• _Problems to solve_:
**A.** In the definitions excerpt, what does a positive control provide?
**B.** Pick up the definitions excerpt after its last sentence and carry it on in the same style.

• _Excerpt_:
Conserved: As used herein, the term “conserved residues” refers to amino acids that are the same among a plurality of proteins having the same structure and/or function. A region of conserved residues may be important for protein structure or function. Thus, contiguous conserved residues as identified in a three-dimensional protein may be important for protein structure or function. To find conserved residues, or conserved regions of 3-D structure, a comparison of sequences for the same or similar proteins from different species, or of individuals of the same species, may be made.

Control: As used herein, the term “control” has its art-understood meaning of being a standard against which results are compared. Typically, controls are used to augment integrity in experiments by isolating variables in order to make a conclusion about such variables. In some embodiments, a control is a reaction or assay that is performed simultaneously with a test reaction or assay to provide a comparator. In one experiment, the “test” (i.e., the variable being tested) is applied. In the second experiment, the “control,” the variable being tested is not applied. In some embodiments, a control is a historical control (i.e., of a test or assay performed previously, or an amount or result that is previously known). In some embodiments, a control is or comprises a printed or otherwise saved record. A control may be a positive control or a negative control.

A “control” or “predetermined standard” for a biomarker refers to the levels of expression of the biomarker in healthy subjects or the expression levels of said biomarker in non-diseased or non-syndromic tissue from the same subject. The control or predetermined standard expression levels or amounts of protein for a given biomarker can be established by prospective and/or retrospective statistical studies using only routine experimentation. Such predetermined standard expression levels and/or protein levels (amounts) can be determined by a person having ordinary skill in the art using well known methods. A positive control is a sample (or reagent) that provides a predetermined amount of the signal being measured.

Crude: As used herein, the term “crude,” when used in connection with a biological sample, refers to a sample which is in a substantially unrefined state. For example, a crude sample can be cell lysates or biopsy tissue sample. A crude sample may exist in solution or as a dry preparation.

Dataset entries:
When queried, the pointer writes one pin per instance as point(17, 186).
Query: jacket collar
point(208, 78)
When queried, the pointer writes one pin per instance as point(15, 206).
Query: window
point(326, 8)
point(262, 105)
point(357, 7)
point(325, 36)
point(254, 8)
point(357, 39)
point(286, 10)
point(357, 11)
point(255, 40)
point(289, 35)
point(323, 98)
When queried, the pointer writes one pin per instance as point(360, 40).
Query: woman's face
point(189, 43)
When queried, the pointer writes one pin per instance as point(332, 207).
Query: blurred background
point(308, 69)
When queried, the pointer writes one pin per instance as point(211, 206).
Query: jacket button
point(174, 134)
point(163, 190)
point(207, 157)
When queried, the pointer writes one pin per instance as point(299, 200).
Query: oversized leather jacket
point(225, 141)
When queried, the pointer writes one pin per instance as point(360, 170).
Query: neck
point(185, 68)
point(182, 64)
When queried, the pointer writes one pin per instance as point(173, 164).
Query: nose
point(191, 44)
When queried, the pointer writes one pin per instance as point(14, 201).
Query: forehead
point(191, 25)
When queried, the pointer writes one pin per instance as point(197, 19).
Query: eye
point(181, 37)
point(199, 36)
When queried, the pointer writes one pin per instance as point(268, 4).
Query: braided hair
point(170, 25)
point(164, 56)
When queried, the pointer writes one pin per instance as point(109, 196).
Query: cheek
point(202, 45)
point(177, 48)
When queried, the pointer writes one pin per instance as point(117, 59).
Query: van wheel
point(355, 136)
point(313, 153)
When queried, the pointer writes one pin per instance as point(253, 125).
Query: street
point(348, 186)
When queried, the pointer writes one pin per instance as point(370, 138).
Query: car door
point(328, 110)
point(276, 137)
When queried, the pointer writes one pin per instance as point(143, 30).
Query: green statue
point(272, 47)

• _Answers by item number_:
**A.** A predetermined amount of the signal being measured.

**B.**
Deletion: As used herein, the term “deletion” encompasses a mutation that removes one or more nucleotides from a naturally-occurring nucleic acid.

Disease or syndrome of interest: As used herein, a disease or syndrome of interest is head and neck cancer, and in some embodiments, more specifically HNSCC.

Detect: As used herein, the term “detect”, “detected” or “detecting” includes “measure,” “measured” or“measuring” and vice versa.

Detectable moiety: As used herein, the term “detectable moiety” or “detectable biomolecule” or “reporter” refers to a molecule that can be measured in a quantitative assay. For example, a detectable moiety may comprise an enzyme that may be used to convert a substrate to a product that can be measured (e.g., a visible product). Or, a detectable moiety may be a radioisotope that can be quantified. Or, a detectable moiety may be a fluorophore. Or, a detectable moiety may be a luminescent molecule. Or, other detectable molecules may be used.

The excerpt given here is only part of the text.